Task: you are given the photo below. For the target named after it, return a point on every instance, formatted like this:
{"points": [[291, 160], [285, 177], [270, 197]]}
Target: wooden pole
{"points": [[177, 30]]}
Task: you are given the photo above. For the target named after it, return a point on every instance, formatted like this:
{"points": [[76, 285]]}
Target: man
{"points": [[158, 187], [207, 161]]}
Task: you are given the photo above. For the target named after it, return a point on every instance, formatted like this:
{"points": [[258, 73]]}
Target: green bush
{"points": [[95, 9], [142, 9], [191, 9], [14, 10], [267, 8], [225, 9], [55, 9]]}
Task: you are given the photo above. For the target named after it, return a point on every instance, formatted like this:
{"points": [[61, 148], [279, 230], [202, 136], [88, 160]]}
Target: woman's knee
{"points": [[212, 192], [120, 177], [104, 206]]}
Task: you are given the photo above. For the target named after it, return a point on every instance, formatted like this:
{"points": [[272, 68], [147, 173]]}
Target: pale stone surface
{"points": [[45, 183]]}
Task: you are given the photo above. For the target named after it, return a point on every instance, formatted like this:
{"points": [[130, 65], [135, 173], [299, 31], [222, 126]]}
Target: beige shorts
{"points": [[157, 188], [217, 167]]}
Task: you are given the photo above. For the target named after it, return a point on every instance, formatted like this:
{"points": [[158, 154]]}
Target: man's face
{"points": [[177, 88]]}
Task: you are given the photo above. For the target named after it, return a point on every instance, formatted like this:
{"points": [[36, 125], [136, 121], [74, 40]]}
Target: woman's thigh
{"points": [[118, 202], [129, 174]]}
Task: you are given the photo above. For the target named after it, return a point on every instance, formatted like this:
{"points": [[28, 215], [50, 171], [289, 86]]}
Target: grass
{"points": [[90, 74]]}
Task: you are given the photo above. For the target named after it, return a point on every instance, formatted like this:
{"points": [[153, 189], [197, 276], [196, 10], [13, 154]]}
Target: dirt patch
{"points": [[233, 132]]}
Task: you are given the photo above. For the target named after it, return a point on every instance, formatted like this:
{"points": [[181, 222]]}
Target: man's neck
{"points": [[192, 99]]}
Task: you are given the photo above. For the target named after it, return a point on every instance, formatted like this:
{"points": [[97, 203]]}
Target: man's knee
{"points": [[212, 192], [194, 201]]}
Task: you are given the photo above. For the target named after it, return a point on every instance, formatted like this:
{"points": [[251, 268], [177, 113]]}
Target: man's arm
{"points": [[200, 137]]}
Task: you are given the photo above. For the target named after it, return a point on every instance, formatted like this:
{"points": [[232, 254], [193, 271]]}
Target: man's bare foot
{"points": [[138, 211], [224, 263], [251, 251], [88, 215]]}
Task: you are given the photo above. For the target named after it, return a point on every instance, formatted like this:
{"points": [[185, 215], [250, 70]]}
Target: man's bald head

* **Task item**
Restate every record verbatim.

* **Reply to the exercise**
Task: you are given the photo below. For the target named after it, return a point on every instance, formatted like this:
{"points": [[291, 160], [285, 177], [270, 197]]}
Target: wooden pole
{"points": [[177, 30]]}
Task: you are given the photo above. For the target named after it, return a point on every instance, formatted like this:
{"points": [[76, 285]]}
Target: man
{"points": [[158, 187], [207, 161]]}
Task: you are given the photo above. For the target named after it, return a point on every instance, formatted like this:
{"points": [[258, 73]]}
Target: green bush
{"points": [[95, 9], [142, 9], [191, 9], [14, 10], [267, 8], [225, 9], [55, 9]]}
Task: you are given the photo above. For the target named after it, return a point on every instance, formatted like this:
{"points": [[61, 148], [279, 230], [202, 136], [88, 160]]}
Target: woman's knee
{"points": [[212, 192], [120, 177], [104, 206]]}
Task: you are given the photo above. For the target named after it, return a point on every instance, formatted like this:
{"points": [[272, 68], [147, 173]]}
Target: pale stone surface
{"points": [[45, 183]]}
Task: you are given the photo above. For the target named after it, return a point on every instance, formatted like this:
{"points": [[130, 65], [135, 173], [299, 31], [222, 126]]}
Target: beige shorts
{"points": [[157, 188], [217, 167]]}
Task: you are given the photo above. For the target named after it, return a point on every instance, formatted like this:
{"points": [[158, 154]]}
Target: man's face
{"points": [[177, 88]]}
Task: you are given the photo above. For the target named after it, return a point on every instance, formatted like this:
{"points": [[36, 125], [136, 121], [74, 40]]}
Target: woman's thigh
{"points": [[118, 202], [129, 174]]}
Task: you are given the photo above. For the target named after it, return a point on every instance, formatted like this:
{"points": [[28, 215], [50, 171], [289, 86]]}
Target: grass
{"points": [[90, 74]]}
Task: you are given the photo above. For the target named after it, return a point on every instance, formatted like this:
{"points": [[153, 189], [197, 276], [196, 10], [13, 154]]}
Target: dirt patch
{"points": [[233, 132]]}
Task: you are given the photo above. For the target named after it, return a point on every instance, formatted like this:
{"points": [[181, 222]]}
Target: man's neck
{"points": [[192, 99]]}
Task: you are given the photo above. For the target named after it, return a point on every instance, formatted like this:
{"points": [[97, 203]]}
Target: man's knee
{"points": [[212, 192], [194, 201]]}
Task: you are given the photo above. For the target named after it, return a point on every instance, formatted like this:
{"points": [[251, 268], [177, 113]]}
Target: man's arm
{"points": [[200, 137]]}
Task: you are given the photo above. For the target named after it, return a point on every instance, formatted like this:
{"points": [[232, 254], [193, 271]]}
Target: man's bare foot
{"points": [[138, 211], [224, 263], [251, 251], [88, 215]]}
Task: you are given the photo above. For the target named after it, return a point on every instance, formatted like this:
{"points": [[185, 215], [250, 70]]}
Target: man's bald head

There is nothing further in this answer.